YOUR TASKS ->
1) In the article on the nursing grant, what is the total amount of the two-year grant from the Bower Foundation?
2) List every school that the article on the nursing grant names as part of the 'Graduating a Healthcare Workforce' project.
3) Reproduce the article on the nursing grant word for word from "By Melody Dixon" to "institutions in Mississippi.".

READING PASSAGE ->

▼

By Melody Dixon
Coahoma Community College is one of seven Mississippi colleges recently awarded grant funds given by The Women’s Foundation of Mississippi to support students pursuing nursing and healthcare-related studies. Through a two-year $654,500 grant from the Bower Foundation, the Women’s Foundation of Mississippi will get to build on efforts already in place at post-secondary institutions in Mississippi.
In the first year of the grant, $280,000, or 42 percent, of total grant funds will be portioned off to the ‘Graduating a Healthcare Workforce’ project at a select number of colleges in the state, including Alcorn State University, Hinds Community College, Itawamba Community College, Coahoma Community College, Pearl River Community College, Meridian Community College, and Jones County Junior College.
The executive director of the Women’s Foundation of Mississippi, Tracy DeVries, has expressed gratitude for the opportunity to continue investing in the value of education with the Bower Foundation’s contribution.
“At the Women’s Foundation, we have already been working with most of the state’s post-secondary campuses to support women earning degrees and certificates,” said DeVries.
“Our years of connections and experience position us to manage this program focused on developing the healthcare workforce in our state, helping students to graduate on time and secure these much-needed jobs sooner. Our interventions allow students to navigate challenges that might otherwise derail their studies or cause them to graduate later.”

▲

SOURCE MATERIAL ->
▼

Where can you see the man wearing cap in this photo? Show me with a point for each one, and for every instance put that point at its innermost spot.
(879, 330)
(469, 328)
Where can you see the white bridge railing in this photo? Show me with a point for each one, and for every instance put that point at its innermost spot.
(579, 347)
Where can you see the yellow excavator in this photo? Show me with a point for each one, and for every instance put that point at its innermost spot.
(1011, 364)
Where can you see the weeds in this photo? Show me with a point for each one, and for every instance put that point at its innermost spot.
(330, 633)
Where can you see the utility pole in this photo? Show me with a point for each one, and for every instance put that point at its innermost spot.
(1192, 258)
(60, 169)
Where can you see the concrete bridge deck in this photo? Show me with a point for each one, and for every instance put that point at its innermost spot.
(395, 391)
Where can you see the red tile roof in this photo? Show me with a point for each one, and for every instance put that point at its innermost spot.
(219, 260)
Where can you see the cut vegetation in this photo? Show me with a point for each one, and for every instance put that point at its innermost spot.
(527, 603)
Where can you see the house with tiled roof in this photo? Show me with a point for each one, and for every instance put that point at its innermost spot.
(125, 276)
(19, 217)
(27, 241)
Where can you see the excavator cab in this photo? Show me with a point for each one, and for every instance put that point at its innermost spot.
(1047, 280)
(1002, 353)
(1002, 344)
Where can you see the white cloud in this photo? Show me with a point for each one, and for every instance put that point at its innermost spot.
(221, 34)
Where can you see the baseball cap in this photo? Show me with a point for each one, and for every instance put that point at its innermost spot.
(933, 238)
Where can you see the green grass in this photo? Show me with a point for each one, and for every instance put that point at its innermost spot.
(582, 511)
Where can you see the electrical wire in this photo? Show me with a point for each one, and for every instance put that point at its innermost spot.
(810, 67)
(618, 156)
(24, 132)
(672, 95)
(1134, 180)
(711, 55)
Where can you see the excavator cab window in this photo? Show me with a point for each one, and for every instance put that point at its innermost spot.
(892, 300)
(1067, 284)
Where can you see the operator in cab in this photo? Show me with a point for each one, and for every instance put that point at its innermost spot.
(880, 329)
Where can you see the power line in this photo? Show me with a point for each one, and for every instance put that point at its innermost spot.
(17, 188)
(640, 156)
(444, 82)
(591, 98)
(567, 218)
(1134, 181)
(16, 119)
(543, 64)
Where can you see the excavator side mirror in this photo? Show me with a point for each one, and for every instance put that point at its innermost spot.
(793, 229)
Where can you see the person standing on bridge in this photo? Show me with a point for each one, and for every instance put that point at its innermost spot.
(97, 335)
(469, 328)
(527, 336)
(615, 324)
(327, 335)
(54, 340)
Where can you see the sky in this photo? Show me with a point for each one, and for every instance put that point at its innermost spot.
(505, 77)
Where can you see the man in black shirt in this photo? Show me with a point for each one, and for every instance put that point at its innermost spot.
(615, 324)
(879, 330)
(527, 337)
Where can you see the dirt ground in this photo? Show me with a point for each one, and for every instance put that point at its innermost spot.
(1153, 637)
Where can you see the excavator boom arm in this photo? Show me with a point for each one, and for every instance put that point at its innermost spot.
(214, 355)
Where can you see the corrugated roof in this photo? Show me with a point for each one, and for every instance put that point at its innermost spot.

▲

ANSWERS BY ITEM ->
1) $654,500

2) Alcorn State University, Hinds Community College, Itawamba Community College, Coahoma Community College, Pearl River Community College, Meridian Community College, Jones County Junior College

3)
By Melody Dixon
Coahoma Community College is one of seven Mississippi colleges recently awarded grant funds given by The Women’s Foundation of Mississippi to support students pursuing nursing and healthcare-related studies. Through a two-year $654,500 grant from the Bower Foundation, the Women’s Foundation of Mississippi will get to build on efforts already in place at post-secondary institutions in Mississippi.